[Collected data]
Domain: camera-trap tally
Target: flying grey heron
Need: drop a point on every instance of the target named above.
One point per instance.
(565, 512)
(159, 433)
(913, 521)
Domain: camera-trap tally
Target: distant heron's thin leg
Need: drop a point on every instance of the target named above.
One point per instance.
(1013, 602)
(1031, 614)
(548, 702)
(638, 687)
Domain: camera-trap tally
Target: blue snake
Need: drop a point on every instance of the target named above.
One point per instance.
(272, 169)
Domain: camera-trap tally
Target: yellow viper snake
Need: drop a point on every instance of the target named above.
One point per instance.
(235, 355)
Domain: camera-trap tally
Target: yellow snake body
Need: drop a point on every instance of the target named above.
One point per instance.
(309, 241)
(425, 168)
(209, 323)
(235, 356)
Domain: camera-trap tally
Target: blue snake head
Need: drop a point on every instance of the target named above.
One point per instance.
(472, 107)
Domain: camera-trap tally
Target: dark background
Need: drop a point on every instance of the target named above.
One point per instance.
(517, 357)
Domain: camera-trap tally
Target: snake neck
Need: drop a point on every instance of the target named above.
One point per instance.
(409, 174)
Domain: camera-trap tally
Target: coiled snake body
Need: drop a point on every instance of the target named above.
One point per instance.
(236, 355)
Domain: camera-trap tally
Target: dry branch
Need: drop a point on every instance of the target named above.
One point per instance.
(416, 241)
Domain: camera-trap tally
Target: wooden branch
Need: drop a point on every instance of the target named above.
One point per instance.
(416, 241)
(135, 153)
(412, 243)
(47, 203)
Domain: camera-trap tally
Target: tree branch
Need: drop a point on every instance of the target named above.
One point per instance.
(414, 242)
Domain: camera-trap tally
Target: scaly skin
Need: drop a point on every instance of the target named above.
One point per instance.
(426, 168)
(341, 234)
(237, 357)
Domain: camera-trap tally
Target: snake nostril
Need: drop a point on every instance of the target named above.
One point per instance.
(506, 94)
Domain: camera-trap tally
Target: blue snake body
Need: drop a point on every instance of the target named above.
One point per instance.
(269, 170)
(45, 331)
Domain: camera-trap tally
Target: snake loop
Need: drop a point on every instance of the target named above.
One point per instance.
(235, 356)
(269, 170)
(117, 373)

What to do: Return each line of the data where the word "yellow" appears.

Result of this task:
Target: yellow viper snake
Target: yellow snake body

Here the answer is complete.